Rescale the rows below by writing out every line again, requests included, with each point coordinate in the answers multiplied by 1.2 and rounded to a whole number (halves round up). Omit the pictures from your answer.

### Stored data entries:
* * * *

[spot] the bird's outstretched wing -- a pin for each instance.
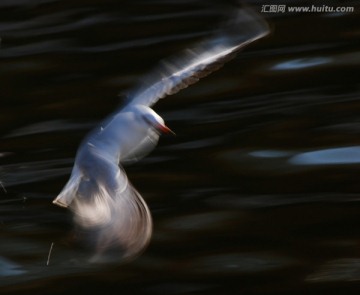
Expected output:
(107, 209)
(204, 58)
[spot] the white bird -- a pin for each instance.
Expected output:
(99, 194)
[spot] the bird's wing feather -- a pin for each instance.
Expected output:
(187, 68)
(109, 208)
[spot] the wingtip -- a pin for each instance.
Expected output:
(59, 203)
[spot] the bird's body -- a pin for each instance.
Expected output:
(98, 192)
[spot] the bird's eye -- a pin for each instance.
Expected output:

* * * *

### SOLUTION TO THIS EXERCISE:
[spot] the bird's outstretched wing -- a pin for each instance.
Expected output:
(128, 251)
(245, 70)
[spot] the white bird -- a pin for each instance.
Expected output:
(119, 233)
[spot] the bird's wing feather -- a pin for each instance.
Expected output:
(224, 82)
(131, 250)
[spot] the wingtip -- a pin for each instance.
Expected output:
(71, 244)
[spot] the bird's body -- a pin for each instance.
Expected output:
(118, 230)
[spot] the bird's eye -- a pin for each instance.
Expected output:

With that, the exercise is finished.